> **Directions**: Each line of the material below should be reproduced exactly.

> **Segmentation labeling items**:
***
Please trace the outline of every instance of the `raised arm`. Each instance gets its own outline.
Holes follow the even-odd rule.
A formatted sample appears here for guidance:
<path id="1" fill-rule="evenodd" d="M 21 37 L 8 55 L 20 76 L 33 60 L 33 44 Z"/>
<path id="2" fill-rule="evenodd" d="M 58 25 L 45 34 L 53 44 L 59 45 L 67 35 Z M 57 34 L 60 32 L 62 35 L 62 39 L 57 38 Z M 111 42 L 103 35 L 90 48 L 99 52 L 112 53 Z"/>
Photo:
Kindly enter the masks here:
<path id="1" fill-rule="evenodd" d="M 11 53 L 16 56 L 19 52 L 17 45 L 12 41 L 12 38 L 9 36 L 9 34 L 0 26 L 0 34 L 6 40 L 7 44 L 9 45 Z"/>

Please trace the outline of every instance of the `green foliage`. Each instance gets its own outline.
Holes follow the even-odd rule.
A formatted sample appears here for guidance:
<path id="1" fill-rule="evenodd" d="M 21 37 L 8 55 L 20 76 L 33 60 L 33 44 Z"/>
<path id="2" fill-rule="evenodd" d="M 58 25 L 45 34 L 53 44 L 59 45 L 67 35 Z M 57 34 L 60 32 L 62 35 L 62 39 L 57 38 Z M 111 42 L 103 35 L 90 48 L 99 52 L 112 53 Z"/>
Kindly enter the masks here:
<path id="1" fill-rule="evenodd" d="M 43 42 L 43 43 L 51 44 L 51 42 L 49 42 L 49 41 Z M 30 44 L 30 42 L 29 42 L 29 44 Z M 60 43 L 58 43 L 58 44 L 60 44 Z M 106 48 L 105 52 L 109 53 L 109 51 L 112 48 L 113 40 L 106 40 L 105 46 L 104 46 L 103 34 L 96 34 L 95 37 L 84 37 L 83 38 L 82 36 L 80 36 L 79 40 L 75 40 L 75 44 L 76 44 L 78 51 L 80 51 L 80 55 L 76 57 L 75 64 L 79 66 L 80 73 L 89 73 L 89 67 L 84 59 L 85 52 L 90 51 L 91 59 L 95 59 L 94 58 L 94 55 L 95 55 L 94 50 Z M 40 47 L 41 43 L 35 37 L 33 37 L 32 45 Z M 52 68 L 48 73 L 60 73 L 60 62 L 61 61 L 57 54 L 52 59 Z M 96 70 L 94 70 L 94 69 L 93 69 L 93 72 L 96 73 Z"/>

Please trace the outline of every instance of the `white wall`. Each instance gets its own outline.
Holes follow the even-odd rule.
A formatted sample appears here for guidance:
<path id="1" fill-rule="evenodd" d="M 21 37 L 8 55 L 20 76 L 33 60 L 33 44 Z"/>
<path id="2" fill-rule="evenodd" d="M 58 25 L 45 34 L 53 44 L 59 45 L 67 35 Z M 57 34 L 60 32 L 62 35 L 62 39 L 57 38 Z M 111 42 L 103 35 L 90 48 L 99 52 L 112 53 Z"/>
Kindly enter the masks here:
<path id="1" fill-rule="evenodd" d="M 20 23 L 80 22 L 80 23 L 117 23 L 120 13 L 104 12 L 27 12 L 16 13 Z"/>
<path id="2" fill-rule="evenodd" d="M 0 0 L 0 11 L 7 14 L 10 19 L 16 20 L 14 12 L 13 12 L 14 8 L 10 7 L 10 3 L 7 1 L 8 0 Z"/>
***
> **The solution**:
Please trace the outline of every instance of the `raised arm`. Each instance gets its own outline.
Holes follow the even-odd rule.
A formatted sample appears here for guidance:
<path id="1" fill-rule="evenodd" d="M 21 37 L 8 55 L 20 76 L 33 60 L 33 44 Z"/>
<path id="2" fill-rule="evenodd" d="M 58 25 L 45 34 L 53 44 L 59 45 L 67 35 Z M 57 34 L 60 32 L 62 35 L 62 39 L 57 38 Z M 111 42 L 103 35 L 90 48 L 99 52 L 112 53 Z"/>
Photo:
Kindly enter the masks here:
<path id="1" fill-rule="evenodd" d="M 11 53 L 16 56 L 19 52 L 17 45 L 12 41 L 12 38 L 9 36 L 9 34 L 0 26 L 0 34 L 6 40 L 7 44 L 9 45 Z"/>

Please trace the outline of every instance of the `green foliage`. Each instance gets its own outline.
Holes follow the even-odd rule.
A formatted sample appears here for guidance:
<path id="1" fill-rule="evenodd" d="M 21 37 L 8 55 L 20 76 L 33 60 L 33 44 Z"/>
<path id="2" fill-rule="evenodd" d="M 58 25 L 45 34 L 53 44 L 59 45 L 67 35 Z M 57 34 L 60 32 L 62 35 L 62 39 L 57 38 Z M 111 42 L 103 35 L 90 48 L 99 52 L 112 53 Z"/>
Kindly enter the masks here:
<path id="1" fill-rule="evenodd" d="M 43 42 L 43 43 L 51 44 L 51 42 L 49 42 L 49 41 Z M 30 44 L 30 42 L 29 42 L 29 44 Z M 60 43 L 58 43 L 58 44 L 60 44 Z M 106 48 L 105 52 L 109 53 L 109 51 L 112 48 L 113 40 L 106 40 L 105 46 L 104 46 L 103 34 L 96 34 L 95 37 L 84 37 L 83 38 L 82 36 L 80 36 L 79 40 L 75 40 L 75 44 L 76 44 L 78 51 L 80 51 L 80 55 L 76 57 L 75 64 L 79 66 L 80 73 L 89 73 L 89 67 L 84 59 L 85 52 L 90 51 L 91 59 L 95 59 L 94 58 L 94 55 L 95 55 L 94 50 Z M 40 47 L 41 43 L 35 37 L 33 37 L 32 45 Z M 52 68 L 48 73 L 60 73 L 60 62 L 61 61 L 57 54 L 52 59 Z M 96 70 L 94 70 L 94 69 L 93 69 L 93 72 L 96 73 Z"/>

Please trace the outline of every instance of the `white wall`. Each instance gets its own outline.
Holes follow the even-odd rule.
A formatted sample appears here for guidance:
<path id="1" fill-rule="evenodd" d="M 21 37 L 8 55 L 20 76 L 33 60 L 33 44 Z"/>
<path id="2" fill-rule="evenodd" d="M 58 25 L 45 34 L 53 44 L 59 45 L 67 35 Z M 57 34 L 60 32 L 62 35 L 62 39 L 57 38 Z M 111 42 L 103 35 L 90 48 L 99 52 L 112 53 Z"/>
Kindly enter the masks here:
<path id="1" fill-rule="evenodd" d="M 20 23 L 80 22 L 80 23 L 117 23 L 120 13 L 104 12 L 27 12 L 16 13 Z"/>
<path id="2" fill-rule="evenodd" d="M 0 0 L 0 11 L 7 14 L 10 19 L 16 20 L 14 12 L 13 12 L 14 8 L 10 7 L 10 3 L 7 1 L 8 0 Z"/>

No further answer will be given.